### EXERCISE INSTRUCTIONS
1/ Return the stretch of the feature-loading code from "arr = tensor.float().numpy()" through "one at a time.", copied character for character.
2/ Answer these about the feature-loading code:
(a) According to its docstring, what does load_torch_as_numpy convert a .pt file to?
(b) What does build_concat_streaming return, per its docstring?
(c) What message is printed at the start of the first pass?

┌─ DOCUMENT

Then, we'll evaluate the effect of feature selection by retaining varying percentages of the most informative features.

In [2]:
import gc
import numpy as np
import torch
from pathlib import Path

def load_torch_as_numpy(path):
    """Load a .pt file and convert to numpy float32."""
    tensor = torch.load(path, map_location="cpu", weights_only=True)
    arr = tensor.float().numpy()
    del tensor
    return arr

def load_numpy(path):
    """Load a .npy file."""
    return np.load(path)

def build_concat_streaming(output_path, sources, n_samples):
    """
    Build concatenated features by streaming arrays one at a time.
    
    Args:
        output_path: Where to save the memory-mapped output
        sources: List of (path, loader_fn) tuples
        n_samples: Number of samples to include
    
    Returns:
        np.memmap array of shape (n_samples, total_features)
    """
    # First pass: compute total feature dimension
    print("Computing total feature dimension...")
    total_dim = 0
    dims = []
    for path, loader_fn in sources:
        arr = loader_fn(path)

└─
┌─ ITEMS

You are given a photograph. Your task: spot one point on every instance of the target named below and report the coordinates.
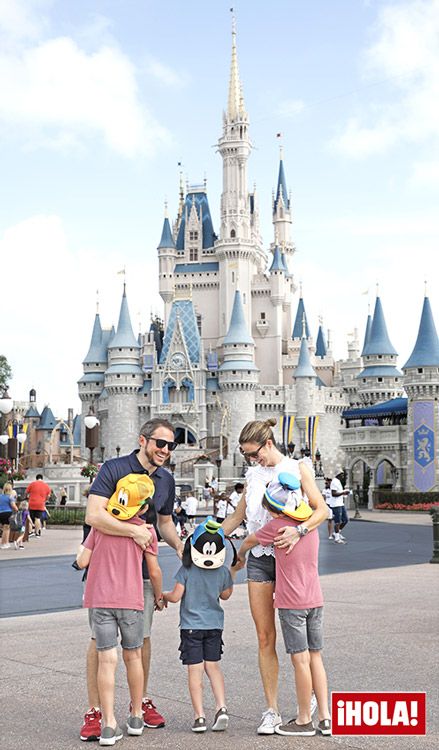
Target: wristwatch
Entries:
(302, 530)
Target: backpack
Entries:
(16, 520)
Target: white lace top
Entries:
(256, 480)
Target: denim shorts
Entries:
(261, 569)
(302, 629)
(106, 623)
(197, 646)
(340, 514)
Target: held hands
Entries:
(142, 535)
(287, 538)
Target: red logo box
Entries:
(378, 713)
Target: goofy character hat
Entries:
(284, 495)
(206, 547)
(132, 493)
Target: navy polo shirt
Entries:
(114, 469)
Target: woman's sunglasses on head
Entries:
(160, 443)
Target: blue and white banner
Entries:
(424, 445)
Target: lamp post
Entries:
(218, 462)
(91, 432)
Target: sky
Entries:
(100, 101)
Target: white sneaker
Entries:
(270, 720)
(312, 705)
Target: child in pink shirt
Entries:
(298, 598)
(114, 594)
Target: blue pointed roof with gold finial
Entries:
(379, 342)
(124, 337)
(238, 331)
(426, 351)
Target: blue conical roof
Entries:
(238, 331)
(167, 239)
(379, 342)
(277, 264)
(426, 351)
(304, 367)
(96, 352)
(298, 323)
(124, 337)
(281, 188)
(321, 347)
(367, 334)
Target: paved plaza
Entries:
(380, 634)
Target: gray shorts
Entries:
(261, 569)
(106, 623)
(148, 611)
(302, 629)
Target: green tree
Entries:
(5, 372)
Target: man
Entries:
(339, 511)
(37, 493)
(156, 441)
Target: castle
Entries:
(235, 344)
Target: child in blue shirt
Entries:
(201, 582)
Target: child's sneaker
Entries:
(199, 725)
(110, 736)
(135, 725)
(324, 726)
(151, 717)
(270, 719)
(91, 728)
(221, 720)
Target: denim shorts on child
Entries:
(302, 629)
(197, 646)
(261, 569)
(106, 623)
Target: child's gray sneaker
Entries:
(199, 725)
(110, 736)
(324, 726)
(221, 720)
(135, 725)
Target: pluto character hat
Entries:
(283, 494)
(206, 547)
(132, 493)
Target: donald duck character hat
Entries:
(284, 495)
(132, 493)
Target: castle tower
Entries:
(379, 380)
(421, 381)
(237, 376)
(167, 253)
(123, 379)
(239, 256)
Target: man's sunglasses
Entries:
(160, 443)
(253, 455)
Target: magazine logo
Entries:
(378, 713)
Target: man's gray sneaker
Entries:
(110, 736)
(221, 720)
(270, 719)
(324, 726)
(199, 725)
(291, 728)
(135, 725)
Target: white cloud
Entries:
(405, 59)
(52, 304)
(59, 89)
(164, 74)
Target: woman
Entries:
(258, 446)
(7, 507)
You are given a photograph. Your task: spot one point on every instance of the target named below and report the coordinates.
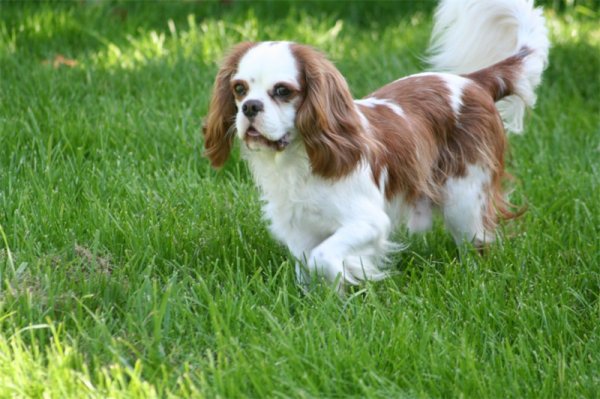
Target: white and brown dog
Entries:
(338, 175)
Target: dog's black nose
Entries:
(252, 107)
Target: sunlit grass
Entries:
(129, 268)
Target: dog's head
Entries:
(272, 94)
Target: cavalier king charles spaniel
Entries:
(339, 175)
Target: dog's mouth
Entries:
(254, 136)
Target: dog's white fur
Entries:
(338, 225)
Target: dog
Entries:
(339, 175)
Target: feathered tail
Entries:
(469, 35)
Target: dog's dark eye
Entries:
(239, 89)
(281, 91)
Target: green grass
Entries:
(129, 268)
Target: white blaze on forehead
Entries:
(268, 63)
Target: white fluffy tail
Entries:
(469, 35)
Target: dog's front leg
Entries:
(350, 254)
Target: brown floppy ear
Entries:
(327, 117)
(219, 124)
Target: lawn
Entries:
(129, 268)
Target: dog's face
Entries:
(267, 94)
(274, 93)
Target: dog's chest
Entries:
(299, 205)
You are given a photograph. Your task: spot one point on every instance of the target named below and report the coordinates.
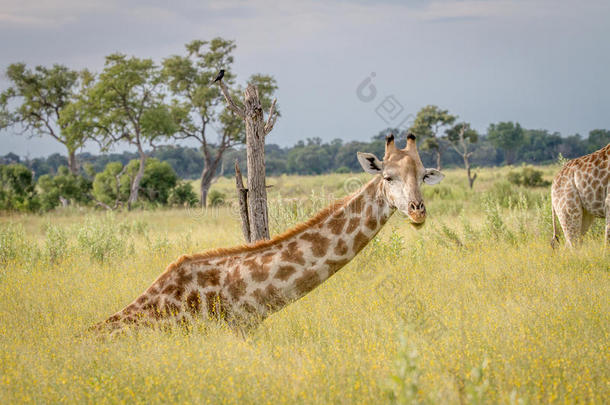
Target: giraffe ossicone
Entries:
(580, 193)
(243, 285)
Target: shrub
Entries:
(17, 188)
(56, 243)
(182, 194)
(217, 198)
(105, 187)
(343, 169)
(12, 243)
(64, 185)
(158, 180)
(527, 177)
(103, 238)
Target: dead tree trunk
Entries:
(72, 165)
(462, 150)
(135, 185)
(256, 130)
(242, 195)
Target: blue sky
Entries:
(348, 69)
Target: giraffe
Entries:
(580, 193)
(243, 285)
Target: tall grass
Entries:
(473, 308)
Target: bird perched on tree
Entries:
(219, 76)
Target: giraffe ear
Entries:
(370, 163)
(433, 176)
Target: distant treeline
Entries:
(315, 157)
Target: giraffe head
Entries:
(403, 174)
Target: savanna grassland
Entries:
(475, 307)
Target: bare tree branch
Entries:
(234, 107)
(271, 118)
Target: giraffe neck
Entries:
(318, 252)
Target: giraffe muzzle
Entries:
(417, 213)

└─

### RESPONSES PER TASK
1/
arr = tensor.float().numpy()
    del tensor
    return arr

def load_numpy(path):
    """Load a .npy file."""
    return np.load(path)

def build_concat_streaming(output_path, sources, n_samples):
    """
    Build concatenated features by streaming arrays one at a time.

2/
(a) Numpy float32.
(b) An np.memmap array of shape (n_samples, total_features).
(c) "Computing total feature dimension..."